#### The problem
Without pictures, return the lines from the one containing "x=366 y=151" through the last line of the data below, exactly.

*** Opening of Dataset extract ***

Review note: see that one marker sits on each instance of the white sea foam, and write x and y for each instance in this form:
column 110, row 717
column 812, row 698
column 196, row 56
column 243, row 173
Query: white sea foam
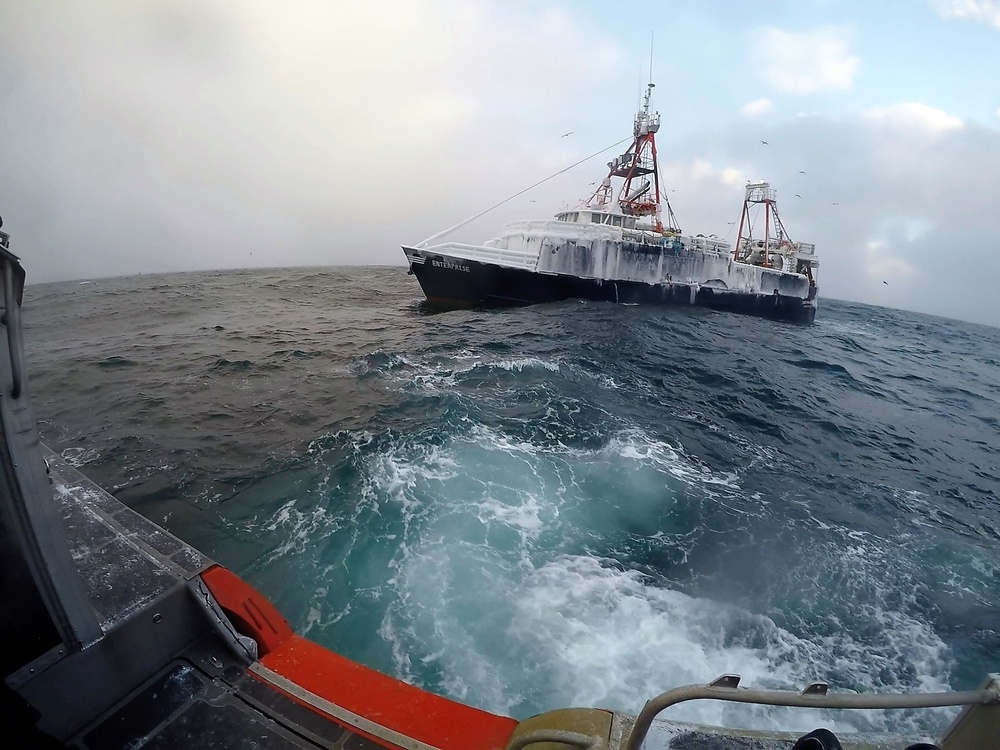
column 491, row 597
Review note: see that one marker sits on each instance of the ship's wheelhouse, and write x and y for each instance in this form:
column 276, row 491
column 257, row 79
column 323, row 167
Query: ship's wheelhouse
column 597, row 217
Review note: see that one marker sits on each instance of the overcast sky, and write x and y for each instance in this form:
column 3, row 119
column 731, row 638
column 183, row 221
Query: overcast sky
column 174, row 135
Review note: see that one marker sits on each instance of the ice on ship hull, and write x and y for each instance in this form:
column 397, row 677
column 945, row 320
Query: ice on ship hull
column 452, row 283
column 617, row 247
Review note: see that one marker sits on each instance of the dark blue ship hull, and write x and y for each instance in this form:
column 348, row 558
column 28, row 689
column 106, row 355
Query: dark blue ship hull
column 451, row 283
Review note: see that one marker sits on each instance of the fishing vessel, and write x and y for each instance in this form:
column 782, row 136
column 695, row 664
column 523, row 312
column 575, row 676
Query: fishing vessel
column 624, row 245
column 117, row 634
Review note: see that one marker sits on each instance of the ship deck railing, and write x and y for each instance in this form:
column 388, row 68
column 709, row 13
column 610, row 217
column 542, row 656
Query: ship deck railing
column 487, row 254
column 815, row 695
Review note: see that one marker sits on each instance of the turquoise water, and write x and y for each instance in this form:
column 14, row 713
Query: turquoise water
column 567, row 504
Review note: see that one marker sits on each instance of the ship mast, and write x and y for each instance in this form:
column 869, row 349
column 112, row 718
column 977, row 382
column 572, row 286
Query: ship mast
column 641, row 194
column 757, row 250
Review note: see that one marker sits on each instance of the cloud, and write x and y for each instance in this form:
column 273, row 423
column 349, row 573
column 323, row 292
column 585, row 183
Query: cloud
column 807, row 62
column 184, row 134
column 914, row 116
column 757, row 107
column 980, row 11
column 902, row 194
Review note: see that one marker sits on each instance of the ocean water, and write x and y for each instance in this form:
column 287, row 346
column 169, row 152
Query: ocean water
column 566, row 504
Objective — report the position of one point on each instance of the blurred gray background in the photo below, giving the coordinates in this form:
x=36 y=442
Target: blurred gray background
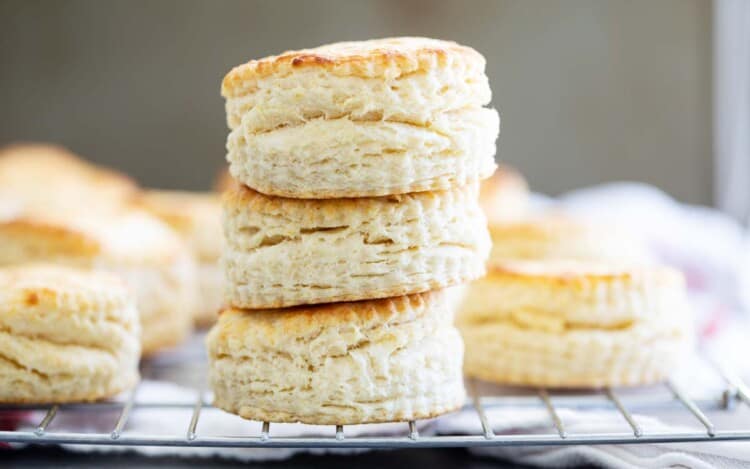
x=588 y=90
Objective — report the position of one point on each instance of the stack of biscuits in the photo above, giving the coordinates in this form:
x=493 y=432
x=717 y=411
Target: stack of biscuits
x=357 y=207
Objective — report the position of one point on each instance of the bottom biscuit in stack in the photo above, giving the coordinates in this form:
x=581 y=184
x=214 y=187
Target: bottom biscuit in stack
x=393 y=359
x=66 y=335
x=575 y=324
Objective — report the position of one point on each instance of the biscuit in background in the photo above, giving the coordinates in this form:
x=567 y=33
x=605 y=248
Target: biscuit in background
x=555 y=236
x=37 y=177
x=152 y=260
x=361 y=119
x=66 y=335
x=576 y=324
x=285 y=252
x=196 y=216
x=395 y=359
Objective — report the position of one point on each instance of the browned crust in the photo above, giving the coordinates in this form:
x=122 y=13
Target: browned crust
x=374 y=192
x=580 y=274
x=251 y=200
x=298 y=320
x=279 y=417
x=368 y=59
x=594 y=382
x=371 y=295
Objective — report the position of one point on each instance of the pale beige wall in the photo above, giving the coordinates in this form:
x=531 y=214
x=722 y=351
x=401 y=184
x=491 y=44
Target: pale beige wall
x=589 y=91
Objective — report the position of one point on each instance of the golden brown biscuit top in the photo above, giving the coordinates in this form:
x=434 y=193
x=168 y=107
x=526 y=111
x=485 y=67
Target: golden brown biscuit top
x=124 y=237
x=44 y=287
x=387 y=58
x=252 y=201
x=303 y=321
x=571 y=273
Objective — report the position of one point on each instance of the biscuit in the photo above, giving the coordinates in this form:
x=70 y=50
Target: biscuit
x=505 y=196
x=361 y=119
x=334 y=158
x=285 y=252
x=151 y=259
x=197 y=218
x=575 y=324
x=69 y=183
x=393 y=359
x=409 y=80
x=66 y=335
x=556 y=236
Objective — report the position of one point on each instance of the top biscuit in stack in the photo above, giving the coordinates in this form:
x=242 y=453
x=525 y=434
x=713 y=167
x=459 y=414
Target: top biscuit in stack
x=361 y=119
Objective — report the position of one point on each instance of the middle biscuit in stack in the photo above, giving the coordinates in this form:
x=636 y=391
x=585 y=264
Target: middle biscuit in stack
x=359 y=166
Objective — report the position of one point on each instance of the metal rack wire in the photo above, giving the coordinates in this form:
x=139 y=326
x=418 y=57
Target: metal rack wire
x=734 y=392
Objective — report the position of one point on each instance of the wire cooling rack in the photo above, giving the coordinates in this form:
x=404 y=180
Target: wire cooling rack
x=732 y=396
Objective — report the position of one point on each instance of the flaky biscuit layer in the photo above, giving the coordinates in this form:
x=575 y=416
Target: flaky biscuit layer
x=285 y=252
x=65 y=335
x=371 y=361
x=335 y=158
x=575 y=324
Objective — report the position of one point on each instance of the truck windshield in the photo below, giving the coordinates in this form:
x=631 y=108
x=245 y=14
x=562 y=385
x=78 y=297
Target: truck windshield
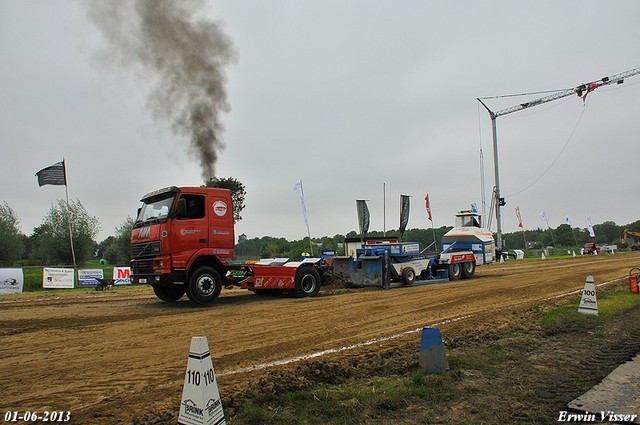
x=154 y=211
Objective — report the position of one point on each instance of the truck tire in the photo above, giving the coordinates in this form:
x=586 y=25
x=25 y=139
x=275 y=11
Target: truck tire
x=408 y=276
x=169 y=293
x=204 y=285
x=307 y=282
x=455 y=271
x=468 y=269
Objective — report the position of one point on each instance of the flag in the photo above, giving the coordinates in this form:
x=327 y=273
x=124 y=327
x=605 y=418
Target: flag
x=590 y=228
x=298 y=189
x=404 y=213
x=54 y=174
x=363 y=216
x=428 y=206
x=519 y=218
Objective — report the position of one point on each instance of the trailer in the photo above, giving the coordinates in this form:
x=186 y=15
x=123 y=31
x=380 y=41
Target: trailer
x=390 y=264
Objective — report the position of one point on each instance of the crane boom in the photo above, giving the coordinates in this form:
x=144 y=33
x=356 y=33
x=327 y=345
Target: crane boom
x=582 y=90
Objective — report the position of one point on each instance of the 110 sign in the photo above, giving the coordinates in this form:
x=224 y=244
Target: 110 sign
x=195 y=377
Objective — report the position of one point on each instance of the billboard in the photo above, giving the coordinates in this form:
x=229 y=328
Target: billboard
x=122 y=275
x=11 y=281
x=57 y=278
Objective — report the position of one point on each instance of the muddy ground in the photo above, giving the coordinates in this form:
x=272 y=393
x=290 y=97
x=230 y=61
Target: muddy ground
x=116 y=356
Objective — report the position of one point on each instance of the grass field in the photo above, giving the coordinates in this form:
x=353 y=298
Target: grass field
x=509 y=376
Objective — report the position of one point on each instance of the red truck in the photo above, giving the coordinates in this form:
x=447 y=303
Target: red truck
x=183 y=240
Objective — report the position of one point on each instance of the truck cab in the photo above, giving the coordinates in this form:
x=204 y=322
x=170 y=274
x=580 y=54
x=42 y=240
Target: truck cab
x=181 y=241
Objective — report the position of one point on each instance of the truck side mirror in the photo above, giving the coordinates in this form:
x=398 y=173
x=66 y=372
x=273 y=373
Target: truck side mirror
x=181 y=208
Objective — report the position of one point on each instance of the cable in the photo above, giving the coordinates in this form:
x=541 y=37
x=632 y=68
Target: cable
x=522 y=94
x=557 y=156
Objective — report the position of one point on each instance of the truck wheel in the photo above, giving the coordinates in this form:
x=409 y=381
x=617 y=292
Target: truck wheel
x=169 y=293
x=307 y=282
x=204 y=285
x=408 y=276
x=455 y=271
x=468 y=269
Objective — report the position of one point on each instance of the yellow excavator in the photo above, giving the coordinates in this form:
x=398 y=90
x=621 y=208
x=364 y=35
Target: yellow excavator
x=631 y=242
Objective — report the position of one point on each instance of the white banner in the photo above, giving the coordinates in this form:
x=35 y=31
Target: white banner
x=88 y=276
x=57 y=278
x=11 y=281
x=122 y=275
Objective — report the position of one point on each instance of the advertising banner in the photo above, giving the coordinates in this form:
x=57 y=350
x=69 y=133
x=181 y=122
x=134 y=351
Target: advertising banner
x=88 y=276
x=11 y=281
x=57 y=278
x=122 y=275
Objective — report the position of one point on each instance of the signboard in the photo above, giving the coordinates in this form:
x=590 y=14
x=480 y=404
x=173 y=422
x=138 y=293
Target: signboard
x=122 y=275
x=589 y=301
x=88 y=276
x=11 y=281
x=57 y=278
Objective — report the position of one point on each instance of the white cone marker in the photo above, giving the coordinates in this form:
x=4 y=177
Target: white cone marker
x=201 y=403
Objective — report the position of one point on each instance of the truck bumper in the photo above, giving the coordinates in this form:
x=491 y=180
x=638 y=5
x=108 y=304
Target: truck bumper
x=158 y=278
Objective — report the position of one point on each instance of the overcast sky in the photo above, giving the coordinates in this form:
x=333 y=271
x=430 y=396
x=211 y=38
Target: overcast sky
x=346 y=96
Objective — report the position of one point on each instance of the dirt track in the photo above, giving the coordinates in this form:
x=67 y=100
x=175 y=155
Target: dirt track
x=110 y=356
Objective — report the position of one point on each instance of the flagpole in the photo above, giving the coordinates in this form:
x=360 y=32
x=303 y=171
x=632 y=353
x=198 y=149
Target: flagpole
x=66 y=188
x=550 y=231
x=384 y=209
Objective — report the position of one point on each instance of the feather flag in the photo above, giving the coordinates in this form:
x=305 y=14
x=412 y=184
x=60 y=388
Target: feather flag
x=54 y=174
x=428 y=206
x=519 y=217
x=298 y=189
x=363 y=216
x=590 y=228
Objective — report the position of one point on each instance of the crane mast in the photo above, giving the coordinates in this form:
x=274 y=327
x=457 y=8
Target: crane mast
x=582 y=91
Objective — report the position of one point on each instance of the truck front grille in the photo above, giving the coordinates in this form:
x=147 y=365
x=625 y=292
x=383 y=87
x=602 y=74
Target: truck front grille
x=142 y=267
x=145 y=249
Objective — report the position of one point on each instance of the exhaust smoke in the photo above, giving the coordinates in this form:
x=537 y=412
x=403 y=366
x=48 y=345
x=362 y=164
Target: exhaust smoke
x=185 y=58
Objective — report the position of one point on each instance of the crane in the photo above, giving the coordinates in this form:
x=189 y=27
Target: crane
x=582 y=91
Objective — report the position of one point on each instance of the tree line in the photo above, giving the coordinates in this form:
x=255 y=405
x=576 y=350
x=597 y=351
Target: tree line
x=49 y=244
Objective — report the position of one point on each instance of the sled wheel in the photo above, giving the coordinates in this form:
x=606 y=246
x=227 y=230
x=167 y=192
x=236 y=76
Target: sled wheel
x=204 y=285
x=455 y=271
x=307 y=282
x=169 y=293
x=408 y=276
x=468 y=269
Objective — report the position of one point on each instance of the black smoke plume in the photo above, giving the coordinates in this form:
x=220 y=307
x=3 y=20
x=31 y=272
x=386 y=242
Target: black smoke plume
x=185 y=58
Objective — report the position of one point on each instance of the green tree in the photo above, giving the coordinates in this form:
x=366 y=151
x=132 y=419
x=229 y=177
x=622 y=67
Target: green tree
x=11 y=240
x=50 y=241
x=237 y=193
x=117 y=249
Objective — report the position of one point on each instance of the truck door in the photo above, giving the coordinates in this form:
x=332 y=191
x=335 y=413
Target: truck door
x=190 y=231
x=220 y=212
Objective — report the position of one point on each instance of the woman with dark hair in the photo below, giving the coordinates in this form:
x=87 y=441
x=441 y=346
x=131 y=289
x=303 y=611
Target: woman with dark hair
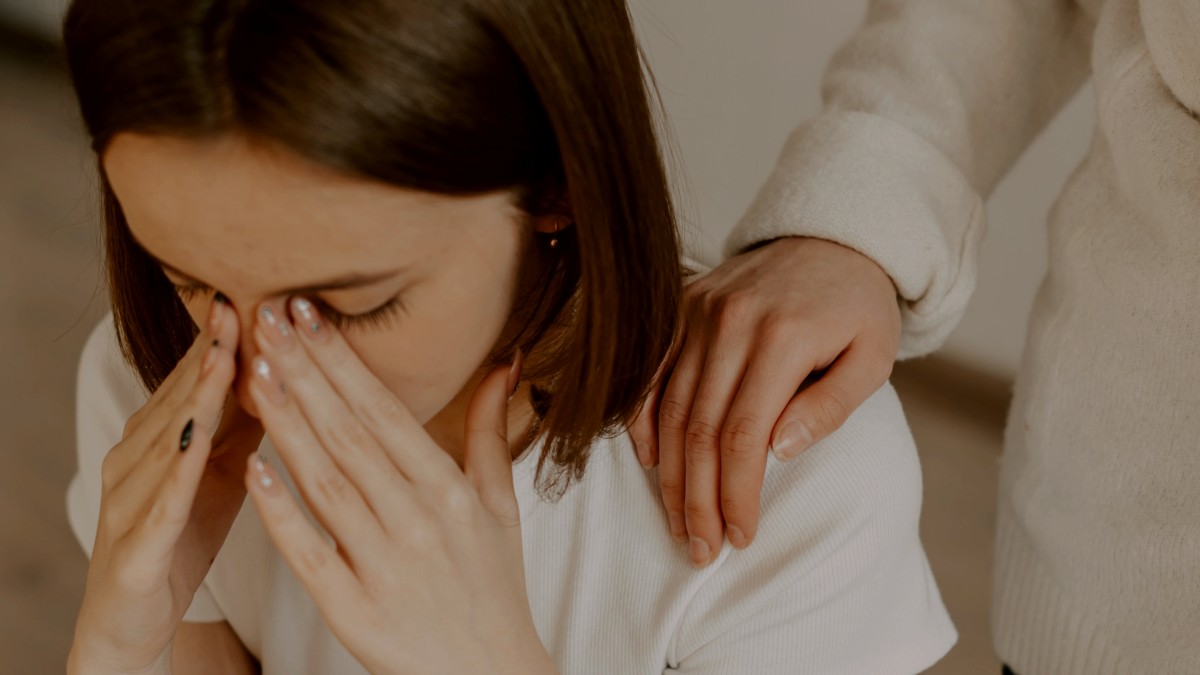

*** Close of Dataset extract ***

#### Task output
x=366 y=151
x=132 y=419
x=229 y=177
x=622 y=67
Target: green tree
x=11 y=240
x=50 y=241
x=237 y=193
x=117 y=249
Objective — report the position of one point on each instance of the truck door in the photo above, giving the coordinates in this form:
x=332 y=191
x=335 y=413
Target: truck door
x=190 y=231
x=220 y=212
Objective — report the position of one point on each instance of the woman with dark hair in the photo below, giving the coordinates in this form:
x=87 y=441
x=441 y=346
x=131 y=289
x=303 y=611
Target: woman with dark hair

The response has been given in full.